▸ What is expected
Print each of the following items word for word, leaving out the pictures.

▸ Stored items
------------------------------------------------------------------------

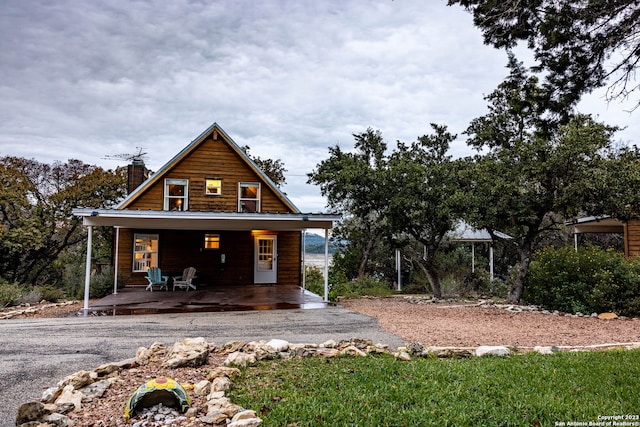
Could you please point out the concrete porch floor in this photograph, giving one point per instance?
(136, 300)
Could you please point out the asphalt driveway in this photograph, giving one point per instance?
(36, 353)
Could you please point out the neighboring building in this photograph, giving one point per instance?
(212, 208)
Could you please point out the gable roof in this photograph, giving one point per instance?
(215, 130)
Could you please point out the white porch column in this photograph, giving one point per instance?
(87, 274)
(326, 264)
(304, 266)
(115, 263)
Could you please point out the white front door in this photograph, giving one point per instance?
(266, 259)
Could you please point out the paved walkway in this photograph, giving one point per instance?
(136, 300)
(36, 353)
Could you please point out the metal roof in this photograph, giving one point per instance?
(188, 149)
(190, 220)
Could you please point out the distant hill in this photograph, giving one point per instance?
(314, 244)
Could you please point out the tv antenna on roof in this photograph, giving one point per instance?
(135, 158)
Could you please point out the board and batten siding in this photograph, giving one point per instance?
(632, 238)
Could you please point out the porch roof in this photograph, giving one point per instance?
(188, 220)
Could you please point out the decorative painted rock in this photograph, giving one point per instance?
(158, 390)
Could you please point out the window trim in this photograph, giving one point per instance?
(258, 195)
(219, 187)
(148, 255)
(167, 197)
(215, 238)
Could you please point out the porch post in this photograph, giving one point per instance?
(115, 263)
(87, 273)
(326, 264)
(304, 266)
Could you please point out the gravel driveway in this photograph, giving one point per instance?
(37, 353)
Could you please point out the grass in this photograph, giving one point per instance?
(522, 390)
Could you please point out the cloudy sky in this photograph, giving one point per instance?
(88, 79)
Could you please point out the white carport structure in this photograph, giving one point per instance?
(188, 220)
(595, 224)
(465, 233)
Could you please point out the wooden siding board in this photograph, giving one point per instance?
(179, 249)
(212, 159)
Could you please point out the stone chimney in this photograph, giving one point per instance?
(137, 173)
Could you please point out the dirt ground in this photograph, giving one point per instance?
(445, 323)
(451, 323)
(469, 324)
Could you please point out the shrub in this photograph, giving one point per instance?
(31, 296)
(588, 280)
(10, 293)
(366, 286)
(101, 283)
(51, 293)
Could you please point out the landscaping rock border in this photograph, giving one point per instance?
(70, 392)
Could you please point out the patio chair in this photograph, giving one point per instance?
(184, 281)
(155, 278)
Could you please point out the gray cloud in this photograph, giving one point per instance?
(88, 79)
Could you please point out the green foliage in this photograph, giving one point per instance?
(578, 44)
(366, 286)
(524, 390)
(537, 169)
(589, 280)
(51, 293)
(36, 202)
(10, 293)
(101, 282)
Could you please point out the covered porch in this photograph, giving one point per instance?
(285, 289)
(135, 300)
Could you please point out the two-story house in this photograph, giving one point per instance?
(209, 207)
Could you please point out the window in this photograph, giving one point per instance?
(249, 197)
(213, 187)
(145, 252)
(212, 241)
(175, 194)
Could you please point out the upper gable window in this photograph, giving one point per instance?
(175, 194)
(249, 197)
(213, 187)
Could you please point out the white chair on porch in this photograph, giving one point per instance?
(184, 281)
(155, 278)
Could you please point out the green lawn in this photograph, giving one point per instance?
(521, 390)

------------------------------------------------------------------------

▸ Finished answer
Could you please point out the concrete porch floor in this photograph, giving one point per instance?
(136, 300)
Could you please point out the asphalt driveway in this photograph, giving one point per instance?
(36, 353)
Could you please point out the neighboring building in this photograph, giving one point per instance?
(212, 208)
Could you please point out the gable roof in this photograph, giving one point per instance?
(215, 130)
Could you please point out the white porch column in this photograph, giving one point per instance?
(87, 274)
(326, 264)
(304, 266)
(115, 263)
Could you please point out the white front door in this photograph, giving one point per instance?
(266, 259)
Could you please point out the paved walkway in this photograph, giving one point per instance?
(136, 300)
(36, 353)
Could you please point out the metal roof in this photograph, giving one point per instance?
(188, 149)
(190, 220)
Could you please point out the distant hill in this photograph, giving one point per instance?
(314, 244)
Could you please point out the tv antenna on roof in this photograph, giving one point per instance?
(135, 158)
Could you please point out the board and batten siding in this photograph, giving one point per instance?
(632, 238)
Could you please point out the porch roof in this photograph, giving one point per instance?
(188, 220)
Could you please point out the decorative painted rock in this photograph, giving one point per instance?
(158, 390)
Could you please point out the window trim in this photograph, giving one point per instance?
(258, 195)
(219, 187)
(148, 255)
(167, 197)
(215, 238)
Could you please point out the porch post in this photograph, giving one point per instance?
(115, 263)
(87, 273)
(326, 264)
(304, 266)
Could you please point out the gravel driveway in this photograph, giving one point per instance?
(37, 353)
Could you please point out the grass in this photograph, giving one point per instance?
(522, 390)
Could you please point out the cloudy sky in this photograph, giving one point per instance?
(88, 79)
Could you please point out the white carport structure in this photograph, giving one point per instance?
(188, 220)
(595, 224)
(465, 233)
Could you please point out the wooden siding board in this photograph, giving one point per instance?
(179, 249)
(212, 159)
Could you please point out the stone chimney in this photograph, giving one point per instance?
(137, 173)
Could you please point out the dirt ground in this photograph, giving one point per instance?
(445, 323)
(451, 323)
(469, 324)
Could you please point out the shrub in this photograph, giving one point per instance?
(31, 296)
(588, 280)
(10, 293)
(366, 286)
(101, 283)
(51, 293)
Could you please point out the landscaping rock border in this photograph, giving one point per instance?
(70, 392)
Could you please point out the patio chair in this photograph, giving one point per instance?
(184, 281)
(155, 278)
Could you please point out the gray cloud in this photograph, giving one point per instance?
(88, 79)
Could you please point out the green foliage in this photograph, giving one point per instance?
(578, 44)
(366, 286)
(524, 390)
(537, 169)
(589, 280)
(51, 293)
(36, 202)
(10, 293)
(101, 282)
Could you please point out the covered porch in this photograph, giving one point per instance?
(285, 289)
(135, 300)
Could you please point out the two-story house in this photograph, giving one point per instance?
(209, 207)
Could you please point out the window in this photograph, giving one point per instance?
(249, 197)
(213, 187)
(145, 252)
(212, 241)
(175, 194)
Could you please point out the upper gable window in this photograph, giving one point per instance?
(175, 194)
(249, 197)
(213, 187)
Could you please point out the white chair on porch in this photograph, giving one point per instance?
(184, 281)
(155, 278)
Could you please point out the green lawn in this photograph, giving one point per instance?
(521, 390)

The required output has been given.